#### YOUR OBJECTIVE
Format every line of the entries below as a numbered list, dropping any blank lines. Leave the pictures out of your answer.

#### DATASET EXTRACT
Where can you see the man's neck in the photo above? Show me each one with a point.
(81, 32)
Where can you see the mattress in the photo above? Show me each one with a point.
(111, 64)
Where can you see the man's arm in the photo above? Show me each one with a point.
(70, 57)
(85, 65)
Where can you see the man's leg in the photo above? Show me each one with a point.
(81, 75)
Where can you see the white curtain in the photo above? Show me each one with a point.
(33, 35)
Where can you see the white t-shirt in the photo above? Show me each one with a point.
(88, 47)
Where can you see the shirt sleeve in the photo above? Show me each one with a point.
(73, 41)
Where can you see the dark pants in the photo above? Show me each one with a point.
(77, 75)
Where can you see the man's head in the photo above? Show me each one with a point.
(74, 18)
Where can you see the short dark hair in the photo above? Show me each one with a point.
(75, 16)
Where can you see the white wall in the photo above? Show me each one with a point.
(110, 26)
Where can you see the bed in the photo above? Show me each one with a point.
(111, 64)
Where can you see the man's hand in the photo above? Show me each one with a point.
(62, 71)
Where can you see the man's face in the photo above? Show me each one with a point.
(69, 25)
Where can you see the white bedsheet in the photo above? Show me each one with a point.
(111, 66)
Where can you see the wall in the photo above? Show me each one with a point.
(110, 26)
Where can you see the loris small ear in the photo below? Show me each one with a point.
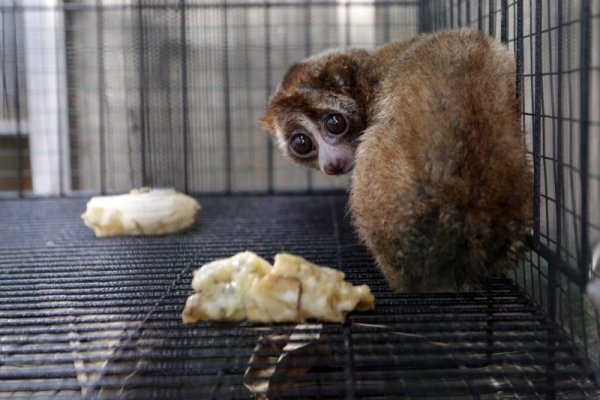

#### EXERCISE ANSWER
1. Where can you see the man's neck in the photo above? Show me each one with a point.
2. (81, 32)
3. Where can you see the mattress in the photo above? Show me each one with a point.
4. (111, 64)
5. Where can you see the man's arm in the photo above? Show me each one with a point.
6. (70, 57)
7. (85, 65)
8. Where can you see the man's leg in the photo above? Show me each one with a point.
9. (81, 75)
10. Where can you see the white curtain in the photo above? Show me each one with a point.
11. (33, 35)
12. Where can you see the white t-shirt in the photo above? Show me each one with a point.
13. (88, 47)
14. Where can you see the shirt sleeve in the photo above? Show me each one with a point.
15. (73, 41)
16. Where can you see the dark pants in the photo above? Show me each one with a point.
17. (77, 75)
18. Where can you see the man's head in the photo above? Show me each one with a point.
19. (74, 18)
20. Where can you see the short dark hair in the photo above? Show me each one with a point.
21. (75, 16)
22. Where can you see the white wall in the photo above? Show me each one with a point.
23. (110, 26)
24. Where can you see the bed in the photo above? Show me each one with a point.
25. (111, 64)
26. Where can you see the man's hand in the photo above? Show me each one with a point.
27. (62, 71)
28. Where can you see the man's face in the photo above? Show me each one with a point.
29. (69, 25)
30. Where can you see the white bedsheet in the photo above? Show me each one with a point.
31. (111, 66)
32. Where can you see the wall in the photo above? Show me each one with a point.
33. (110, 26)
34. Where can you see the loris small ear in the photo below? Show me each one with a point.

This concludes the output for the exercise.